== Extracted information ==

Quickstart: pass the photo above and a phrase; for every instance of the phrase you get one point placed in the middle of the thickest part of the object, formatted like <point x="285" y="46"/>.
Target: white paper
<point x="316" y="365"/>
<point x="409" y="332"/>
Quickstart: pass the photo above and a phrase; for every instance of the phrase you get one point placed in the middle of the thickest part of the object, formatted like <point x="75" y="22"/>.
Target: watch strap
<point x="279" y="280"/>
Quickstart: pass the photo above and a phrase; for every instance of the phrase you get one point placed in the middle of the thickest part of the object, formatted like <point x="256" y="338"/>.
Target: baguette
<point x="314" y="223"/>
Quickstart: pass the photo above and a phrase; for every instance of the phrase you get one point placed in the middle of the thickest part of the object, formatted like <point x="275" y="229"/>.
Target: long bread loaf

===

Task description: Each entry above is to be copied out exactly.

Written answer:
Quickstart: pass the photo above and a phrase; for every instance of the phrase you get one point placed in the middle of the thickest part of the object, formatted like <point x="285" y="46"/>.
Target: white paper
<point x="316" y="365"/>
<point x="409" y="332"/>
Quickstart: pass the photo above and a phrase; for every instance of the phrase you get one point placed in the middle of the thickest part of the object, formatted like <point x="75" y="22"/>.
Target: watch strap
<point x="279" y="280"/>
Quickstart: pass the photo above and a phrase; for every instance of the phrase you get one point placed in the middle of the thickest part of the object, formatted like <point x="256" y="338"/>.
Target: baguette
<point x="314" y="223"/>
Quickstart: pass the photo above and a phrase; for every instance of the phrase you get one point placed in the middle of the thickest part of the object, formatted like <point x="275" y="229"/>.
Target: long bread loaf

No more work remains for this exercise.